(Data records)
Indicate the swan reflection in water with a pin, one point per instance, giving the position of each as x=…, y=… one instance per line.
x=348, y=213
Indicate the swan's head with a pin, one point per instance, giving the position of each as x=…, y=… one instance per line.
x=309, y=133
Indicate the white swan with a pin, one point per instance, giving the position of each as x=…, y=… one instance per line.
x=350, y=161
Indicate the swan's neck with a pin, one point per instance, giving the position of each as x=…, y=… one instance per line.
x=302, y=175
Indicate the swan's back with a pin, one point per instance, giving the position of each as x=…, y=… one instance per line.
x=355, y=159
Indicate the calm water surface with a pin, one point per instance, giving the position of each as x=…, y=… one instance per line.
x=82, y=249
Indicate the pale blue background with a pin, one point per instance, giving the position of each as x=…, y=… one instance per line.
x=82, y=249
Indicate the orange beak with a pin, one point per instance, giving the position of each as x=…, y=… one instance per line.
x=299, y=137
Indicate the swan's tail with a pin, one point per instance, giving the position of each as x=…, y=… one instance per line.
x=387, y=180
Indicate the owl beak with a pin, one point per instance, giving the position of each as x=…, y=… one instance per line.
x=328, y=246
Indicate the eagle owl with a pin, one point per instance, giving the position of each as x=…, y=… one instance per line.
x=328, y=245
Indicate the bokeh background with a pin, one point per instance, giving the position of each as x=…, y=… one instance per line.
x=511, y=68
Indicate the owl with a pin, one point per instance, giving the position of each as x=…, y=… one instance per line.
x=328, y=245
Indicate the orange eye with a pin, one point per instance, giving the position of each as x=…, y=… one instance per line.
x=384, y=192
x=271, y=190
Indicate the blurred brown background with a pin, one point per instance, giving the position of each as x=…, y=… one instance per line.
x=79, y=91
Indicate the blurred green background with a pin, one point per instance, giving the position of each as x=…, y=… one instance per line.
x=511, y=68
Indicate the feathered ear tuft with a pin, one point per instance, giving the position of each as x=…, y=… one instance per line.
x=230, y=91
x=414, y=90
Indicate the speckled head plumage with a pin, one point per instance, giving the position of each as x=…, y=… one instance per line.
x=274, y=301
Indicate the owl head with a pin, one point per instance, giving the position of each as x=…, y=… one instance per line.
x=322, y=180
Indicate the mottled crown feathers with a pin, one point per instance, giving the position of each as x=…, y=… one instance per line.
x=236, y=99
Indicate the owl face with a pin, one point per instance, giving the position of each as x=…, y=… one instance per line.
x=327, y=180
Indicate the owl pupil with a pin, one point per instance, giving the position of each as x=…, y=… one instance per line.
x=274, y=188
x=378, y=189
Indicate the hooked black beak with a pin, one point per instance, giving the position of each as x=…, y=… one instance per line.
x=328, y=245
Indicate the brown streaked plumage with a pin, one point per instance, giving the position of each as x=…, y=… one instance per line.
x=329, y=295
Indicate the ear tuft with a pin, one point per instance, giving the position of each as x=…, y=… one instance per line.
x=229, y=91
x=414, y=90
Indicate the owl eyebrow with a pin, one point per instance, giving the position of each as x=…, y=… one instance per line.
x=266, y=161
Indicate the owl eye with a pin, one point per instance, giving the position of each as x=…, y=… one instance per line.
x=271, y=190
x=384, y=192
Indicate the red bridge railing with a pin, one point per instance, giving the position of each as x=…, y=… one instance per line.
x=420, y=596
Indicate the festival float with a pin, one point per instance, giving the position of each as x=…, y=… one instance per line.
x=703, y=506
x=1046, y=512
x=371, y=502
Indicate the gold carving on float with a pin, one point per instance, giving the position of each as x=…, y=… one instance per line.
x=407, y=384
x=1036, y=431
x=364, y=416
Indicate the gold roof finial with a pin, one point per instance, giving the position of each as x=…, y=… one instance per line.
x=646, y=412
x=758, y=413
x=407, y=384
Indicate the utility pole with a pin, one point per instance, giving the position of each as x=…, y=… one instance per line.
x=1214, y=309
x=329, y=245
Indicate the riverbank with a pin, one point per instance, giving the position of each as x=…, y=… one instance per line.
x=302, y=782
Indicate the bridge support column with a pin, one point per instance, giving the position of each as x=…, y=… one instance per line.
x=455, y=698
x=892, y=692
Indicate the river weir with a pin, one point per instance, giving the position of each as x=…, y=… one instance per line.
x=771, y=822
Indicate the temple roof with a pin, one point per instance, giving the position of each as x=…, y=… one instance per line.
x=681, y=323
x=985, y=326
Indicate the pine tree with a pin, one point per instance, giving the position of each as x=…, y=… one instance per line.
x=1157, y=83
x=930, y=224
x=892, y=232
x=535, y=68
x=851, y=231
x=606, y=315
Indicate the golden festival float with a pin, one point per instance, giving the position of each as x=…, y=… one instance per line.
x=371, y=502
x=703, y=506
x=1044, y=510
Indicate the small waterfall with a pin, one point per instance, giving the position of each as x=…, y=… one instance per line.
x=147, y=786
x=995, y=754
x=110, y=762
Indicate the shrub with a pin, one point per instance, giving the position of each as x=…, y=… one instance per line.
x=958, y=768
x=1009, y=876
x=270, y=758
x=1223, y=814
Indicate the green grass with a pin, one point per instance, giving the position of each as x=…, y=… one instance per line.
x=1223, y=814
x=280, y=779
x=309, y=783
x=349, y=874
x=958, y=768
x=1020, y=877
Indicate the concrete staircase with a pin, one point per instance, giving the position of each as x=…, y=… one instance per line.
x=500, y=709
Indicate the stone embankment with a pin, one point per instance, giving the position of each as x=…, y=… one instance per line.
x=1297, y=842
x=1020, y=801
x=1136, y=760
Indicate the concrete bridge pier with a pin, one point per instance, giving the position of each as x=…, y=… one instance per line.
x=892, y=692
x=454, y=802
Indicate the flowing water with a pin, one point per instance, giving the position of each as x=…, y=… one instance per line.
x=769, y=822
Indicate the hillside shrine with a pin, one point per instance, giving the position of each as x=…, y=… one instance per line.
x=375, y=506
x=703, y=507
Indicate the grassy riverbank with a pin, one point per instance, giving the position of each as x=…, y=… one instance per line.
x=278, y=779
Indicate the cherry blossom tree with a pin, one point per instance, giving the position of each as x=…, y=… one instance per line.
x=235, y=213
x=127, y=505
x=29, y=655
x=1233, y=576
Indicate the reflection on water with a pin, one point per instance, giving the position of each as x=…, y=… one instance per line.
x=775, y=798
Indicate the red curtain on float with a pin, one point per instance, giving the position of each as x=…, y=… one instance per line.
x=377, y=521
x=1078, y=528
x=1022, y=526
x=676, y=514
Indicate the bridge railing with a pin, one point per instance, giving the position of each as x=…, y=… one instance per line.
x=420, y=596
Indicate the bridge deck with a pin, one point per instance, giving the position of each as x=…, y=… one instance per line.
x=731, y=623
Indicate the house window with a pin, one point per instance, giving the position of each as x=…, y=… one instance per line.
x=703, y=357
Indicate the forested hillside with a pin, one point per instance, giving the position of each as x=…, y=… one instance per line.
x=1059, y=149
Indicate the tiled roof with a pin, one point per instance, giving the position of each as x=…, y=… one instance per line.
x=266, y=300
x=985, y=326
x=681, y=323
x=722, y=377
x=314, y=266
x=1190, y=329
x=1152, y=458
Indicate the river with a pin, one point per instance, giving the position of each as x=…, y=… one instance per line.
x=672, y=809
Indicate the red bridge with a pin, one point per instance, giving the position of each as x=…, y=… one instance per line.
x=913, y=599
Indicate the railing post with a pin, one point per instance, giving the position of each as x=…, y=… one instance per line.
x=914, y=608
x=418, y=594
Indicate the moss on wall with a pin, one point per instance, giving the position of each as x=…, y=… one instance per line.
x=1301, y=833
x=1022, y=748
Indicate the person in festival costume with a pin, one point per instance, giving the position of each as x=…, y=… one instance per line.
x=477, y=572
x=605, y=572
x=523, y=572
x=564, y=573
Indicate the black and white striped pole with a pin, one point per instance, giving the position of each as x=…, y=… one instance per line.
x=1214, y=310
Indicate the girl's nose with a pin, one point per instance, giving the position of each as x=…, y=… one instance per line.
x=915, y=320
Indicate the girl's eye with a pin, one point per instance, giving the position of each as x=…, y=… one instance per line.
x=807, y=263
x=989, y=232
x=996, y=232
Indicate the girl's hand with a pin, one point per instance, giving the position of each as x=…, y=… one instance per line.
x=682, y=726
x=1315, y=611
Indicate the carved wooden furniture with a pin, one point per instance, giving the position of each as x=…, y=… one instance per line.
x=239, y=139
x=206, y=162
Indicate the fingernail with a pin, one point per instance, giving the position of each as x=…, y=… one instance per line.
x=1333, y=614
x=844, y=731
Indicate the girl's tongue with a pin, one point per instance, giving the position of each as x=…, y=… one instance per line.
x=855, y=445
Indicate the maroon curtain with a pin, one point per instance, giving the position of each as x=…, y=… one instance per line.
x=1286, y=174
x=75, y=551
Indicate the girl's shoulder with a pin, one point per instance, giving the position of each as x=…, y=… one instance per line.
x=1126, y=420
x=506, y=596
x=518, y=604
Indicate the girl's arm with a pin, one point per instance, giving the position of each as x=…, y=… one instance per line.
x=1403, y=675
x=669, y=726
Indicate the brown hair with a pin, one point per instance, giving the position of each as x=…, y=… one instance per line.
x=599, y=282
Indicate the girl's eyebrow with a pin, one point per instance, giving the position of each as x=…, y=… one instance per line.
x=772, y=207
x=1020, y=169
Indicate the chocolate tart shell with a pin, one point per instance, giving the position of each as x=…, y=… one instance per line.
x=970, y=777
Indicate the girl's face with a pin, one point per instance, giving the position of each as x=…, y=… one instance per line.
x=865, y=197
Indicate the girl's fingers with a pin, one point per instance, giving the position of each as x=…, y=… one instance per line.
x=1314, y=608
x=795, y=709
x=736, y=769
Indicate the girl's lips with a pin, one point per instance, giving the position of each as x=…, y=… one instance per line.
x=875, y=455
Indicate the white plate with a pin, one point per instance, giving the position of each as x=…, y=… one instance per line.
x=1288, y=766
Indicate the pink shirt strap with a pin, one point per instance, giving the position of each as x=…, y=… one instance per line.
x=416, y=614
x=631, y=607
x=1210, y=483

* _GOAL OF THE EXERCISE_
Only the lines from the one containing "Indicate the pink" through the end of the data above are wanted, both ends included; restate them word for word.

* _TASK RESULT_
Indicate the pink shirt strap with a pin, one point per instance, giving the position of each as x=…, y=… one instance per line.
x=416, y=614
x=631, y=607
x=1210, y=483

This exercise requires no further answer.